[Collection entries]
+ + + + +
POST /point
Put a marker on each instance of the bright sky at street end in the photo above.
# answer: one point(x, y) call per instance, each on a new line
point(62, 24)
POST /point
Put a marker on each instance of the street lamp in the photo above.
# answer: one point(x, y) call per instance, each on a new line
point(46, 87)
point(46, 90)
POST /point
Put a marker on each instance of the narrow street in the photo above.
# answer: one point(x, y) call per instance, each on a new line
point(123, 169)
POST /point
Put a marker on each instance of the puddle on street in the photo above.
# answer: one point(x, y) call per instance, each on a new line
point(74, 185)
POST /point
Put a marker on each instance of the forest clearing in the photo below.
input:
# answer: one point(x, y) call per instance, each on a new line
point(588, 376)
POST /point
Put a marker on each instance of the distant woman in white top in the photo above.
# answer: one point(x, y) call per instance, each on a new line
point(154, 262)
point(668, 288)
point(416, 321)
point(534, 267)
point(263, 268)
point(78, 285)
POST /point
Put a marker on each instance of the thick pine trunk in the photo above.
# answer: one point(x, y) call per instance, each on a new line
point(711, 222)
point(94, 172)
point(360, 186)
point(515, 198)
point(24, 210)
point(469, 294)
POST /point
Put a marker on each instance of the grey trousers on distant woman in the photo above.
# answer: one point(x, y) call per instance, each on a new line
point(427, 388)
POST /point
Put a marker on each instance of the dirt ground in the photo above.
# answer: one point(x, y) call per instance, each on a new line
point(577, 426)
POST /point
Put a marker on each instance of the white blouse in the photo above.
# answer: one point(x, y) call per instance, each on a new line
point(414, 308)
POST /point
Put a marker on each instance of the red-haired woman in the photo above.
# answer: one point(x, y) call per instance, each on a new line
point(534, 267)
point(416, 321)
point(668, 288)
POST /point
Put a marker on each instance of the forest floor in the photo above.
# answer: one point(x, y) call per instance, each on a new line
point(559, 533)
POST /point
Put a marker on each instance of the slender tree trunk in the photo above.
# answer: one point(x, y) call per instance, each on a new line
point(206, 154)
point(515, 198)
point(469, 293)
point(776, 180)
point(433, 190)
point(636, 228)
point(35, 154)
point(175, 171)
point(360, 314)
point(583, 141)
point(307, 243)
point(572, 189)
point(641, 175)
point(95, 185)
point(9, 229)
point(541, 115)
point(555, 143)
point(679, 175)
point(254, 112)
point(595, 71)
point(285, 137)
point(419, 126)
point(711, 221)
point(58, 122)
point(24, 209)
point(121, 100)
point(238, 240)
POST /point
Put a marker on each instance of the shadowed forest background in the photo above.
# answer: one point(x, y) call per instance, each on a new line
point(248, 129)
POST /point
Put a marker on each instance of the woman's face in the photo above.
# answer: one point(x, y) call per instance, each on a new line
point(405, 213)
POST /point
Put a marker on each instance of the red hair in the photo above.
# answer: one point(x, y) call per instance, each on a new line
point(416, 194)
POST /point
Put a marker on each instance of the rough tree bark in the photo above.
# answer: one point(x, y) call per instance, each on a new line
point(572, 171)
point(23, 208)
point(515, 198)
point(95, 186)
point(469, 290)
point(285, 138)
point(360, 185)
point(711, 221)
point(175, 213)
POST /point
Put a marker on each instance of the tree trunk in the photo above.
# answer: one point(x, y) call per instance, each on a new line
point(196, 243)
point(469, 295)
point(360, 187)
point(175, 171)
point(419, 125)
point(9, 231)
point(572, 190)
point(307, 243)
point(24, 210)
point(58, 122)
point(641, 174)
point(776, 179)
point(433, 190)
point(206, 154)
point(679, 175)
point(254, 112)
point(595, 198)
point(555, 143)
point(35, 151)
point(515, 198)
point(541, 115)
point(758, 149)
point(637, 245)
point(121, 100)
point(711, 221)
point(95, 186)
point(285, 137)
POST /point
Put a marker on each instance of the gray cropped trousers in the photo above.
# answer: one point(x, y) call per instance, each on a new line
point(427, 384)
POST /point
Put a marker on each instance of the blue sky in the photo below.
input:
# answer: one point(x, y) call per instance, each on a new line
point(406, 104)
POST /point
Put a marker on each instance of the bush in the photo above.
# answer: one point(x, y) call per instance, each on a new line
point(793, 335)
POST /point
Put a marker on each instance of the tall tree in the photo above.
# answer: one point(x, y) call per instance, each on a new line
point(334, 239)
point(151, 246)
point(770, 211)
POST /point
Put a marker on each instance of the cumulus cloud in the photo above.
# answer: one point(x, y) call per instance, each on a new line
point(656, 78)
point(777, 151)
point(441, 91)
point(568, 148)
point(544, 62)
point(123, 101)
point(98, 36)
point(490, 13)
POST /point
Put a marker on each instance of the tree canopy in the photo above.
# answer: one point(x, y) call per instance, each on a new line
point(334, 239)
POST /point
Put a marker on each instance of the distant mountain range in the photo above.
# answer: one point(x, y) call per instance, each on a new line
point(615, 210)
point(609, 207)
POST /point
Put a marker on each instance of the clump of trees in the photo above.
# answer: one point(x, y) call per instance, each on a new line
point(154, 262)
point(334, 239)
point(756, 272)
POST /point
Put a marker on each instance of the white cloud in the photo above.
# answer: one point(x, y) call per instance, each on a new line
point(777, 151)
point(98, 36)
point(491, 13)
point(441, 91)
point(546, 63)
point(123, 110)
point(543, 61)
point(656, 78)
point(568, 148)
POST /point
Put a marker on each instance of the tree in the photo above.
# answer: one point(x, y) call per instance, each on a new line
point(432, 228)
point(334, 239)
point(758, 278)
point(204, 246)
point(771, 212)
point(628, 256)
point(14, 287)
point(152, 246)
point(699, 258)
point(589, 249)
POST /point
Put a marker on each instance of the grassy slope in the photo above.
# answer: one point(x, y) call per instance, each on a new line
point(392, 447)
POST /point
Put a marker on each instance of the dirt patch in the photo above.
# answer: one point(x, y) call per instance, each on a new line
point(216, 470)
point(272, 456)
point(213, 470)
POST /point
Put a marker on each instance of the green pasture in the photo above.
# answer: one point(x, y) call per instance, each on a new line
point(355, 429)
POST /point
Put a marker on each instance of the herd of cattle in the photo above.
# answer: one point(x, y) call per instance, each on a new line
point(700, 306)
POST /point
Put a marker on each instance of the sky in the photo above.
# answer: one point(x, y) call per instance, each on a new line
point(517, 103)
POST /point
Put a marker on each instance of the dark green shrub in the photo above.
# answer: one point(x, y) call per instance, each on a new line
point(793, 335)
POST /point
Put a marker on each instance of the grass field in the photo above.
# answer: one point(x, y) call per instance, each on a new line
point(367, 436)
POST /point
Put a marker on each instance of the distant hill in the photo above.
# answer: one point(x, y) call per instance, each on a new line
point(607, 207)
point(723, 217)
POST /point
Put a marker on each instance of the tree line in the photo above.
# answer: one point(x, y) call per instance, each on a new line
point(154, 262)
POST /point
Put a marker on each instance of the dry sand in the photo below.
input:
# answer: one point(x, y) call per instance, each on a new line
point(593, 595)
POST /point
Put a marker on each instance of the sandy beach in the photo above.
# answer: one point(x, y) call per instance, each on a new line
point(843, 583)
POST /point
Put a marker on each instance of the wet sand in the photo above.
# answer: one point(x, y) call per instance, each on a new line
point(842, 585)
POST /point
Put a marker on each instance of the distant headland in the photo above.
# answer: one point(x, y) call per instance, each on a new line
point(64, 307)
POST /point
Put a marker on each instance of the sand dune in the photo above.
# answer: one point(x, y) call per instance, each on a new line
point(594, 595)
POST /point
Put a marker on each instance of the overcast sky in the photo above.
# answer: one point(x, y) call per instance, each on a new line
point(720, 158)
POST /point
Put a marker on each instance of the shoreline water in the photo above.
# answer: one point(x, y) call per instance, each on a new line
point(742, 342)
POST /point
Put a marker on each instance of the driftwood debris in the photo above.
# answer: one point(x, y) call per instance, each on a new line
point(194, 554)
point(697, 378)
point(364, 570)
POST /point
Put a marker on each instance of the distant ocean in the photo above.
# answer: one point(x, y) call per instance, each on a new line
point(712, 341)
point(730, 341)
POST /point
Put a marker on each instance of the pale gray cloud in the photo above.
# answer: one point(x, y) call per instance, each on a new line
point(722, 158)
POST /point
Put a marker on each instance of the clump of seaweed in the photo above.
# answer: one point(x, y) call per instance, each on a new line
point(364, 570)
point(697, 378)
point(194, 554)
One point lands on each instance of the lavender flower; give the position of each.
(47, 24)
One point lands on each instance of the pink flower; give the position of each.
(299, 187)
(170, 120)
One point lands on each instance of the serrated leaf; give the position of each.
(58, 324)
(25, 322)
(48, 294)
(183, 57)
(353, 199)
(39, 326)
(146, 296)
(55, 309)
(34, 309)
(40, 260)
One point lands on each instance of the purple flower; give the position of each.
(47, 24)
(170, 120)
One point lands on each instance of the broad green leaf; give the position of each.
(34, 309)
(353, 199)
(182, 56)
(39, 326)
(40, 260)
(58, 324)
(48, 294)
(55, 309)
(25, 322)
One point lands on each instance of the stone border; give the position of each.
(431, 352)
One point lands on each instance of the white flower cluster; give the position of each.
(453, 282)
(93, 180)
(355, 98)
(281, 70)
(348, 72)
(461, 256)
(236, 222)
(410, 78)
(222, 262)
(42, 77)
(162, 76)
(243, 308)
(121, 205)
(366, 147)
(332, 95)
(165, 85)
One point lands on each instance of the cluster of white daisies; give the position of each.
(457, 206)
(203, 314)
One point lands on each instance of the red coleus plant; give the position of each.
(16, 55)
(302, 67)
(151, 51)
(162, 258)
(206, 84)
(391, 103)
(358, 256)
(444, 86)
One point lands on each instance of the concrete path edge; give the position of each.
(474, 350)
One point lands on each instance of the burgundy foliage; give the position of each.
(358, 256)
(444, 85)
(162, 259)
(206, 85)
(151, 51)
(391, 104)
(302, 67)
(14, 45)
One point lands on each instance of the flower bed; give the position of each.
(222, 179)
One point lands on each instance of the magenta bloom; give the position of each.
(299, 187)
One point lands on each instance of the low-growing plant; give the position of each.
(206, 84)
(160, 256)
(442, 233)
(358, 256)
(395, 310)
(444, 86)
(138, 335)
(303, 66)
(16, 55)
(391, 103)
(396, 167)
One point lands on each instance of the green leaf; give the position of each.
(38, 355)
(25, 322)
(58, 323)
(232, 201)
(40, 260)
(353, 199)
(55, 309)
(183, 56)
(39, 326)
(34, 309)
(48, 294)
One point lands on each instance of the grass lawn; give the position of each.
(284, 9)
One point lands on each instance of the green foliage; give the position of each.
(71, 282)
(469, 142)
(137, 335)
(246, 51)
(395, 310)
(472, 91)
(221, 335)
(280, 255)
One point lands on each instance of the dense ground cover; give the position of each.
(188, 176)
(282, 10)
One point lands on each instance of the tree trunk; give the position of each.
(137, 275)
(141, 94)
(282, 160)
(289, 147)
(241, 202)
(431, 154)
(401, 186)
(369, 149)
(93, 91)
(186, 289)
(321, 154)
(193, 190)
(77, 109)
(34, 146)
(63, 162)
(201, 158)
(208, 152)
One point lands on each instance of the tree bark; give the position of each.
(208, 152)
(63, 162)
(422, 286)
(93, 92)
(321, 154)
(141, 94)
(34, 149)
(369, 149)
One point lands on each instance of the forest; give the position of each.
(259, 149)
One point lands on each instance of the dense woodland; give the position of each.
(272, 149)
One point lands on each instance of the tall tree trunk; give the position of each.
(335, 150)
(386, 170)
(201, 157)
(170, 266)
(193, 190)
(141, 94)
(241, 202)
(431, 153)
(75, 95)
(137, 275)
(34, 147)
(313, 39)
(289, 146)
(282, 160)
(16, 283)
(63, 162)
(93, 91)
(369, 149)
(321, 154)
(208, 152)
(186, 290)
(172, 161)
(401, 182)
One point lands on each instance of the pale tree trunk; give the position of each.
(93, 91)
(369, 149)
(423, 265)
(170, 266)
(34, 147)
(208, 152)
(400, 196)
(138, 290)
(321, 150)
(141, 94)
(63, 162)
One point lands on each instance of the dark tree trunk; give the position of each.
+ + + + +
EXERCISE BRIEF: Lines from the top of the entries through the line with "Put a marker on each instance of the puddle" are to be transcribed exactly, and nothing more.

RESPONSE TO THE EXERCISE:
POST /point
Put a marker on each instance of the bright sky at street end in the photo above.
# answer: one point(x, y) call per instance, each on a new line
point(62, 24)
POST /point
Put a marker on each instance of the street lamp in the photo above.
# answer: one point(x, y) call per instance, each on a new line
point(46, 87)
point(46, 90)
POST /point
Put a marker on each instance of the narrow street in the photo above.
# answer: one point(x, y) call per instance, each on a new line
point(123, 169)
POST /point
Put a marker on each instance of the puddle on street in the photo above.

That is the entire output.